## Document text
No solution has been implemented, and NYCLU officials blame that on the school board and the local private-school voting majority’s "unending quest" to cut funding for the district.
The district, which includes parts of the communities of New City, Pearl River, Nanuet, Spring Valley, Suffern, New Hempstead, Chestnut Ridge, Monsey and Wesley Hills, where three times as many children go to private schools—mostly yeshivas — as to the public schools.
Public-school parents have fought the district over funding for years, often in court. There have been numerous state and federal investigations and reports documenting a continuing pattern of fiscal mismanagement and neglect by the East Ramapo Board of Education.

[Referring expression data]
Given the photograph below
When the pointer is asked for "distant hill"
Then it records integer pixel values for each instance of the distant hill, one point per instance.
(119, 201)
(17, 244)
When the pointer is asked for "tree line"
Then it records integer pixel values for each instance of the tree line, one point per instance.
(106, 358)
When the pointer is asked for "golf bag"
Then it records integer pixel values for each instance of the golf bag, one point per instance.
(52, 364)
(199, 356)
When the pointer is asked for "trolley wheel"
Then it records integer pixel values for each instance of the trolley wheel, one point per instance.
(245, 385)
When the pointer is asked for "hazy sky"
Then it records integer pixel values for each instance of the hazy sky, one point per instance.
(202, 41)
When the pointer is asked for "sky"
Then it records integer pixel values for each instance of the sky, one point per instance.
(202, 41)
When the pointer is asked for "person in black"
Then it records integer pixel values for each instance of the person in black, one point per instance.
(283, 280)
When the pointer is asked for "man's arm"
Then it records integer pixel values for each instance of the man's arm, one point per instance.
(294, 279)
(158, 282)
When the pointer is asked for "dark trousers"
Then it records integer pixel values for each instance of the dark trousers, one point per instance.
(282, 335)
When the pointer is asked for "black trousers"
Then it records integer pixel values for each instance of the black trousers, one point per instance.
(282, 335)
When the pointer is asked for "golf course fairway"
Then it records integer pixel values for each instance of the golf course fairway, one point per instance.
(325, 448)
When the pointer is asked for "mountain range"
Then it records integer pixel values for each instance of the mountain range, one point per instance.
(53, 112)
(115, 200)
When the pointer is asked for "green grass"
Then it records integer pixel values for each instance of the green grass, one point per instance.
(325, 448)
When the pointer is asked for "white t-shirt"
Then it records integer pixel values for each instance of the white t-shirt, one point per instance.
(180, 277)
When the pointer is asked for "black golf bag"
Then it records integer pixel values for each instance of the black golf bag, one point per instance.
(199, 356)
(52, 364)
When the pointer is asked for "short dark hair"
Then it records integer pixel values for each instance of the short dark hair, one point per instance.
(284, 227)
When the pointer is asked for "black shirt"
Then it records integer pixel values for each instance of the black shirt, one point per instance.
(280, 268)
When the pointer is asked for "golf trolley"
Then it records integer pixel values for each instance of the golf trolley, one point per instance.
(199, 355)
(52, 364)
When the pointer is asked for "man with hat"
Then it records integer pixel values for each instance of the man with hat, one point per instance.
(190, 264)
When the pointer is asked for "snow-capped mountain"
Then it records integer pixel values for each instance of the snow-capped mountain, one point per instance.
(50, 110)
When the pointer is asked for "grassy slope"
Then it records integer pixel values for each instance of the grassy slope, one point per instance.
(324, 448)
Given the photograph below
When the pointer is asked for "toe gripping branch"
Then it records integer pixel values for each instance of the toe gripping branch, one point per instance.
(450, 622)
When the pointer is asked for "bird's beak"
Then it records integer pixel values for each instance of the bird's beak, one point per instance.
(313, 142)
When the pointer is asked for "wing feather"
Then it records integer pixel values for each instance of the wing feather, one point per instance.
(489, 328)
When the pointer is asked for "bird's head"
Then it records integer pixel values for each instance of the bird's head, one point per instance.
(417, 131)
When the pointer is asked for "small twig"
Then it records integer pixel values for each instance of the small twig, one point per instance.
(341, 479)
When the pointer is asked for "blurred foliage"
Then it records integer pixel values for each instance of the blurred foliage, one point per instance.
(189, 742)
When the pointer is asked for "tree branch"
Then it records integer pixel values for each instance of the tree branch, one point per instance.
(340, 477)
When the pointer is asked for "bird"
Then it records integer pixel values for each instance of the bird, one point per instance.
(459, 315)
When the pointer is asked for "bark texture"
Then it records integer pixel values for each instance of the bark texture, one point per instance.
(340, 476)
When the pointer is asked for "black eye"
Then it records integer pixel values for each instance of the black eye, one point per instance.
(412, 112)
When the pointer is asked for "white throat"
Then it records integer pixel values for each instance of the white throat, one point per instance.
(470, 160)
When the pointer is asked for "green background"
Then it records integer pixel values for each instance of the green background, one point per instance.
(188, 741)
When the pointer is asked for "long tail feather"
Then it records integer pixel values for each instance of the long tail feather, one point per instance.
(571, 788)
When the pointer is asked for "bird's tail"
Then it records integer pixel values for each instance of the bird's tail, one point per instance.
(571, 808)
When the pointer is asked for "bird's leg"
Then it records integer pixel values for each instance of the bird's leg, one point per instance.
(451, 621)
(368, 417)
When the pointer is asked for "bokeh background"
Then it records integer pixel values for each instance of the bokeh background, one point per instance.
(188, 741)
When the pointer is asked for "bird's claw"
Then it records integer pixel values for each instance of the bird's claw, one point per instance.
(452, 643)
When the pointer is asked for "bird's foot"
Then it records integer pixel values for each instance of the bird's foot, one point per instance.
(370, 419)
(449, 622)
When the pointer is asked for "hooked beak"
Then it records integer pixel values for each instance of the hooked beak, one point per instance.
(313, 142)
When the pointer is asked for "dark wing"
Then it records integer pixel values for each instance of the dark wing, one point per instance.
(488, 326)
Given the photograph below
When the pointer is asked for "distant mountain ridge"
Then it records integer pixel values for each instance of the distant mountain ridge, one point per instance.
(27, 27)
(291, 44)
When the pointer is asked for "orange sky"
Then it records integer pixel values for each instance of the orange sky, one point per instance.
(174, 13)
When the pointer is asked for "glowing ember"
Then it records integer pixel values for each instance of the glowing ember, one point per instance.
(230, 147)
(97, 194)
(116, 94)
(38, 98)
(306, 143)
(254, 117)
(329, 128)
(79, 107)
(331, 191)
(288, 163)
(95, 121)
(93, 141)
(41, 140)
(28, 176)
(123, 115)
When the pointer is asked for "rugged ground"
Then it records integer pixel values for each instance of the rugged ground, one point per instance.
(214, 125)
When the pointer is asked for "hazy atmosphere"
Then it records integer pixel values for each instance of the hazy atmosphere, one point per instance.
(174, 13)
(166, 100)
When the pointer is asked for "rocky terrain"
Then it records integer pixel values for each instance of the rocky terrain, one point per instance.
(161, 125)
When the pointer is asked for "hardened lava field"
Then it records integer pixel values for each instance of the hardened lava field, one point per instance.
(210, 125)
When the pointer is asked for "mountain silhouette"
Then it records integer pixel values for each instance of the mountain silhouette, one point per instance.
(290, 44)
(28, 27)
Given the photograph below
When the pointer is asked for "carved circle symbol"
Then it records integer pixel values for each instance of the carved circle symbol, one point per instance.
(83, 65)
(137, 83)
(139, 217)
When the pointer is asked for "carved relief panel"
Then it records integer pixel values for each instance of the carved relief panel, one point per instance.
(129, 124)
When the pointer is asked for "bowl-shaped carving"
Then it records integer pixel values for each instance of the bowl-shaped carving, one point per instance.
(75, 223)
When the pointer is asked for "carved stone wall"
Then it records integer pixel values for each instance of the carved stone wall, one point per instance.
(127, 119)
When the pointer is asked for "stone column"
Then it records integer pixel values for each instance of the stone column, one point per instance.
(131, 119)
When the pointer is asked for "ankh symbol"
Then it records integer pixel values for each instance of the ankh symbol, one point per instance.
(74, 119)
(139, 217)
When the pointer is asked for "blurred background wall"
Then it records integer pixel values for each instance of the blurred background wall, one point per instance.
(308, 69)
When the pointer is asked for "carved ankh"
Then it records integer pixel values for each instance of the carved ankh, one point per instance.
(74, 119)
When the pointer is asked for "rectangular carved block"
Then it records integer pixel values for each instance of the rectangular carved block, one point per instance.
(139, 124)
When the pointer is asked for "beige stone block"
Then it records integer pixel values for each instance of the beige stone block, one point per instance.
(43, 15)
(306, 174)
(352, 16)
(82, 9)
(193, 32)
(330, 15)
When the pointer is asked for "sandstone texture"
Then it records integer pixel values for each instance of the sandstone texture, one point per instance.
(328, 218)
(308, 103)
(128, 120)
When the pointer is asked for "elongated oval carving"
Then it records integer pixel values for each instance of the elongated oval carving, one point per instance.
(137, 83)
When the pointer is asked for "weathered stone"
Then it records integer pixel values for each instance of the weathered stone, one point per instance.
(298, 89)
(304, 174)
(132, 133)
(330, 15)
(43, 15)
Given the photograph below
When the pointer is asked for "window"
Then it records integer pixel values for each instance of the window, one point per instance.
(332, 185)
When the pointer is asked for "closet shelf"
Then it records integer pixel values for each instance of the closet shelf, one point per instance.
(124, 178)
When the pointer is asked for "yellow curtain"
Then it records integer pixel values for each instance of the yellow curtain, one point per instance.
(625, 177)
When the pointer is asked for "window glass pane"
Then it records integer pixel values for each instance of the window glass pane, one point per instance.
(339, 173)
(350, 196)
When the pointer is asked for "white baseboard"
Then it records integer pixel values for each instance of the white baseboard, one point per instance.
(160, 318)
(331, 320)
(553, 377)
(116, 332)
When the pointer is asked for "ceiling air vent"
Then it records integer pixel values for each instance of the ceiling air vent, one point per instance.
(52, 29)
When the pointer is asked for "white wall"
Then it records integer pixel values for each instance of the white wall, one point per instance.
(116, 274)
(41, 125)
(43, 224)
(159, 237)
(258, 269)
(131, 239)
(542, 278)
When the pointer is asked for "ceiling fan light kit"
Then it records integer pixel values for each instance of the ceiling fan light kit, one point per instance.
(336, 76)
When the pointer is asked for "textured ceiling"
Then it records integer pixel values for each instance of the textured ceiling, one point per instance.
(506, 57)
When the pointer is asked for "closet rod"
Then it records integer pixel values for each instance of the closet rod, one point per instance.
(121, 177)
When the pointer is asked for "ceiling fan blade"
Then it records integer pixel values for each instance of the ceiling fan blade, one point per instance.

## Problem 1
Using the East Ramapo text, decide whether each statement agrees with it: (a) NYCLU officials blame the school board for the lack of a solution; (b) public-school parents have fought the district over funding for only a few months; (c) state and federal investigations have documented fiscal mismanagement by the East Ramapo Board of Education. Answer yes or no for each and quote the deciding words.
## Problem 2
According to the East Ramapo text, what is the local private-school voting majority's "unending quest"?
Use only the text to complete the work.

## Answer box 1
(a) Yes: "NYCLU officials blame that on the school board"
(b) No: "Public-school parents have fought the district over funding for years, often in court."
(c) Yes: "There have been numerous state and federal investigations and reports documenting a continuing pattern of fiscal mismanagement and neglect by the East Ramapo Board of Education."

## Answer box 2
To cut funding for the district.